### THE EXERCISE
Copy each of the entries below word for word, omitting the pictures.

Items from a data source
= = = = =

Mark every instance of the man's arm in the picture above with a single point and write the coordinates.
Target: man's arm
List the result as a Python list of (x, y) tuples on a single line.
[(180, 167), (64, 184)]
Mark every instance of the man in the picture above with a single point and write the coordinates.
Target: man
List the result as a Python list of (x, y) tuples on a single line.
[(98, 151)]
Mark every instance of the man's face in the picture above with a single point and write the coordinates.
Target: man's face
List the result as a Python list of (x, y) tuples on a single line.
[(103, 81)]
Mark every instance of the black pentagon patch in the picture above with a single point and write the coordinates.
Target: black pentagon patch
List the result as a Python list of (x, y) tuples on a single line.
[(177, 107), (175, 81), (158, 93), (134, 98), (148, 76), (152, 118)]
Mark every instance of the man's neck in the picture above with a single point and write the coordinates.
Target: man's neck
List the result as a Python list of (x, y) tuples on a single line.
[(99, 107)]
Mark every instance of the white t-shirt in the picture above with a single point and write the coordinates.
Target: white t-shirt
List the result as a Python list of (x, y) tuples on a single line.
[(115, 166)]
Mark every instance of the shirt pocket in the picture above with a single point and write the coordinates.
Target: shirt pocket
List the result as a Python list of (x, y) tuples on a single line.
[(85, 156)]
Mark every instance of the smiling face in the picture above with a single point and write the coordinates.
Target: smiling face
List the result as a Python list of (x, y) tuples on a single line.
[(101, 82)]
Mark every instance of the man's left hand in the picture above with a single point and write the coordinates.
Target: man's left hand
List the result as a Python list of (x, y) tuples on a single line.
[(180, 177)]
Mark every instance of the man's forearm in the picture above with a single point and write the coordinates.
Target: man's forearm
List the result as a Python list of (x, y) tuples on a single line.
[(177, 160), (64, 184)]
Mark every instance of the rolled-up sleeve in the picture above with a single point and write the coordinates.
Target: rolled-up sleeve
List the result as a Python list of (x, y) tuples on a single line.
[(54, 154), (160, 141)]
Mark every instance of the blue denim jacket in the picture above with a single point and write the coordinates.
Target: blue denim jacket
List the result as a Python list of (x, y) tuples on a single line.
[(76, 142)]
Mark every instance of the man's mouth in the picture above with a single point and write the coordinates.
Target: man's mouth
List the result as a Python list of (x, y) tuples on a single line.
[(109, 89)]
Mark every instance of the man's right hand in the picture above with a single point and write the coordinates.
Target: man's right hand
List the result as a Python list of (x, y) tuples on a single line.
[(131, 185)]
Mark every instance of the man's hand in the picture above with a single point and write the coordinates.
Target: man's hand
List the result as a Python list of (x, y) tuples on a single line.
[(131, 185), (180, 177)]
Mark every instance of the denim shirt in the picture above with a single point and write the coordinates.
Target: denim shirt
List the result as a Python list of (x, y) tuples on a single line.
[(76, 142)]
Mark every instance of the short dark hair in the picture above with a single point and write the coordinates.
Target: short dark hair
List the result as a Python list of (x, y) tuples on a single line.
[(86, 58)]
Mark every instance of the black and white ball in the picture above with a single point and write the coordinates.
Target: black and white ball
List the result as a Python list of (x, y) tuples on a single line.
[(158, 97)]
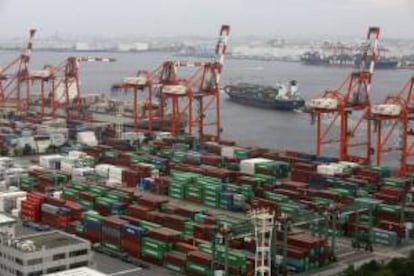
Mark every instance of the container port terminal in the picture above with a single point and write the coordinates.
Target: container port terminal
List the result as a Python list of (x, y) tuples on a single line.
[(172, 196)]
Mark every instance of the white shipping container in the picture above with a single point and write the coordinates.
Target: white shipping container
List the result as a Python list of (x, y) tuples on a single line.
[(351, 165), (227, 151), (387, 109), (103, 170), (324, 103), (57, 194), (247, 166), (66, 166), (50, 161), (88, 138), (326, 169)]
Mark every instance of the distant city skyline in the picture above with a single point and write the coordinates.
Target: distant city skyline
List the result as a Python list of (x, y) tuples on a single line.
[(293, 18)]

= = = = =

### ANSWER IN FULL
Mark every instance of the man's arm in the picture above with a single point and write the coordinates.
Target: man's arm
List the result as a Python list of (x, y) tuples on a single line.
[(180, 167), (64, 184)]
Mark every instance of the man in the picture above with a single point and write the coordinates.
Target: man
List the result as a Python list of (x, y) tuples on a single line.
[(98, 151)]
Mark every instance of the man's face in the picture above with a single point and write the coordinates.
Target: man's face
List the result as a Python list of (x, y) tuples on a single line.
[(103, 81)]
Mark every instance of the black pentagon patch in the picture above with a single point and write the coordinates.
Target: black pentagon patch
List the result as a Python list of (x, y) tuples on a single line.
[(177, 107), (175, 81), (158, 93), (134, 98), (148, 76), (152, 118)]
Mark every instance of the man's neck in the picture above with a single point and write the coordinates.
Target: man's neck
List the result as a Python list of (x, y) tuples on a single line.
[(99, 107)]
Mark every instance of the white t-shirt in the picture above with a single point and write the coordinates.
Target: white t-shirt
List the result as a Python list of (x, y) tuples on a single line.
[(115, 166)]
Mark every instance of the shirt pocket in the picture above with a single point and write the coordinates.
Target: shirt pocket
List the result as a Python list of (x, y) tuples on a single line.
[(85, 156)]
Mark every instance of the smiling face in the picture above with a single point and write the coordinates.
Target: smiling face
List the result as a Python list of (x, y) tuples on a single line.
[(101, 82)]
Mark every instance of the man's left hand in the picture above with a single point and write the coordinates.
Target: man's left hand
List the result as a Python list of (x, y) tuples on a single line.
[(180, 177)]
Mark every instance of the man's forearm in the picture above with a single point and write the coordinates.
Target: man's forearm
List the result as a Python list of (x, y) tuples on a single line.
[(177, 160), (64, 184)]
Mark every instance of the rolled-up sleeve in the picture above with a single point and write the coordinates.
Target: rolled-up sleeve
List the result as a Python list of (x, y) tuples on a single line.
[(54, 154), (160, 141)]
Mark every instance of the blue denim jacket in the picture above with a single point and write the coordinates.
Target: blue denim jacket
List the result as a Python list of (x, y) tuples on a single line.
[(76, 142)]
Mark every instance of the man's mouth in the picture above with a single point and write the coordinates.
Target: man's mouth
List the result as a Python list of (x, y) tuples on a single line.
[(109, 89)]
Mark every instance of the man's right hand in the picture above with a single point and write the coordinates.
Target: man's right hand
List the result as a Python list of (x, y) tuples on a single line.
[(131, 185)]
Mark every instance of the man's hand in the picture above with a single point and write the coordinates.
Target: man's hand
List the result as a Python list of (x, y) tuples on a single line.
[(131, 185), (180, 177)]
Mark every instance of the denim shirt in the picture above with a single point and write the coordinates.
Target: denim shirt
List the result as a Python list of (x, y) tuples on a single line.
[(76, 142)]
Mark every instance of the short dark hair in the picture above with a single point and write the coordinates.
Target: short dark hair
List the result as a Python list of (x, y) tuples on a single line.
[(86, 58)]
Mark every instance of the black and white ball in the picture above with a single point and write the coordinates.
Target: black and white ball
List the result as a Python list of (x, y) tuples on a single line.
[(158, 97)]
Mark every instance of the container port terminal in the picture above with a single point and write the coordinates.
Target: container port terminal
List the result as a Python list of (x, y) tuples on a single line.
[(172, 196)]
Mark every instance of the white shipping container in the picture above with a single point and write the coordinates.
Target: white shipping container
List the result as a Python list of (x, y) tuples on a single line.
[(351, 165), (227, 151), (387, 109), (103, 170), (324, 103), (57, 194), (247, 166), (66, 166), (50, 161), (88, 138), (326, 169)]
Mark every instance of the distant city skyline in the picture above with a single point and write the coordinates.
Target: distant city skyline
List the result as a Python list of (x, y) tuples on a single line.
[(293, 18)]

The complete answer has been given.